EXERCISE OBJECTIVE: Retype the full listing without altering anything.

_ _ _

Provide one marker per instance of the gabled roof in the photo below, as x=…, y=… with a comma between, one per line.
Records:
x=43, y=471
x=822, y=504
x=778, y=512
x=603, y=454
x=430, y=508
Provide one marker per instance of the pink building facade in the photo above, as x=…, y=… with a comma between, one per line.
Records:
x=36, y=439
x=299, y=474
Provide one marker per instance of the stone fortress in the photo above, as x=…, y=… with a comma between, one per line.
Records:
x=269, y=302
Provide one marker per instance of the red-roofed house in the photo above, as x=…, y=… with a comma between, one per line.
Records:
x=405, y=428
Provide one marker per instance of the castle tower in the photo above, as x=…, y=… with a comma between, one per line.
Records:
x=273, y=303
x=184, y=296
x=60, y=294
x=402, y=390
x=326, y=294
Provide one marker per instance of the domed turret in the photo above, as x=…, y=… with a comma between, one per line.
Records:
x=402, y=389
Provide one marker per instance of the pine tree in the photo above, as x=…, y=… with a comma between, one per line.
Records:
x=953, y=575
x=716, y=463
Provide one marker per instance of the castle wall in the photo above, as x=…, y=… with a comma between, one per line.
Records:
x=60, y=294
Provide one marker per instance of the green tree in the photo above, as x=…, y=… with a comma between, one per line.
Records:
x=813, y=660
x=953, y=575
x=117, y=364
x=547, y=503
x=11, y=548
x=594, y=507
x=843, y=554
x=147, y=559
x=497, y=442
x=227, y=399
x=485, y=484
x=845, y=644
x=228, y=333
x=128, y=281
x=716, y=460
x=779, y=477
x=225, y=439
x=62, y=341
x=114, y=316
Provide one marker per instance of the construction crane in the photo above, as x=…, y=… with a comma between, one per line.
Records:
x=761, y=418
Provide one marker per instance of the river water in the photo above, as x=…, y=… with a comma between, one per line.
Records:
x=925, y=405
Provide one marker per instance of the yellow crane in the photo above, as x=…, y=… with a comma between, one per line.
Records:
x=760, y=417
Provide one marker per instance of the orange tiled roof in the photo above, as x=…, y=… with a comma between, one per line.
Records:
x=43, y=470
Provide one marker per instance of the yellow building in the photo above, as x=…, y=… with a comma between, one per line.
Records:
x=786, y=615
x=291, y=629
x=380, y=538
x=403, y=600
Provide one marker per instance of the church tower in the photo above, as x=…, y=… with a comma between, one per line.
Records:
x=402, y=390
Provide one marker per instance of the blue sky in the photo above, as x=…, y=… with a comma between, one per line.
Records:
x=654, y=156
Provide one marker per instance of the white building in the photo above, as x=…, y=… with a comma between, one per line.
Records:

_ _ _

REPLY TO THE TASK:
Provide one marker per instance of the gabled roof in the photo below, as x=…, y=… with a comma between, one per line.
Records:
x=43, y=471
x=822, y=504
x=778, y=512
x=603, y=454
x=430, y=508
Provide one marker per instance of the pink building facade in the photo above, as x=…, y=… with a comma between, one per line.
Records:
x=36, y=439
x=299, y=474
Provide one marker per instance of the stone fortress in the photo above, as x=…, y=… with a comma between, one per line.
Records:
x=269, y=302
Provide one marker per instance of the red-roofed house in the photo above, as x=…, y=… with a comma between, one per line.
Records:
x=405, y=428
Provide one marker per instance of the castle tower in the photo above, as x=…, y=… with a comma between, one per line.
Records:
x=273, y=303
x=184, y=296
x=60, y=294
x=402, y=390
x=326, y=294
Provide one marker per instance of the domed turret in the photo above, as x=…, y=… with a comma between, one per line.
Records:
x=402, y=389
Provide one marker per instance of the pine tree in the photo above, as x=…, y=… with a comma between, one per line.
Records:
x=953, y=575
x=716, y=463
Provide one marker per instance of the castle wall in the photo above, as x=…, y=… with a comma between, one per line.
Records:
x=60, y=294
Provide one marker per instance of the green tree in the photo above, as x=…, y=… with a comma between, one per line.
Records:
x=813, y=660
x=953, y=575
x=117, y=364
x=547, y=503
x=11, y=548
x=594, y=507
x=843, y=554
x=147, y=559
x=497, y=442
x=227, y=399
x=485, y=484
x=845, y=644
x=228, y=333
x=128, y=281
x=716, y=460
x=779, y=477
x=225, y=439
x=62, y=341
x=114, y=316
Provide one marker per instance of the construction crane in the photo above, as x=…, y=… with a comma between, one per line.
Records:
x=761, y=418
Provide one marker per instance of the river water in the photo above, as x=…, y=… with a comma between, one per line.
Records:
x=925, y=405
Provide one marker per instance of the yellow crane in the photo above, as x=…, y=… with a comma between, one per line.
Records:
x=760, y=417
Provide one marker per instance of the orange tiled roof in the photo above, as x=…, y=… with a comma between, one per line.
Records:
x=43, y=470
Provide one marker per instance of the yellow building in the photo above, as x=…, y=… with a comma between, one per line.
Records:
x=786, y=615
x=291, y=629
x=380, y=538
x=403, y=600
Provide one marker per instance of the church tower in the photo above, as x=…, y=… with a comma between, one per line.
Records:
x=402, y=390
Provide one marker per instance of the blue sky in the photo above, as x=…, y=… with a comma between, one per line.
Records:
x=654, y=156
Provide one marker per instance of the white building in the photo above, as x=…, y=… with a comma between, one per line.
Records:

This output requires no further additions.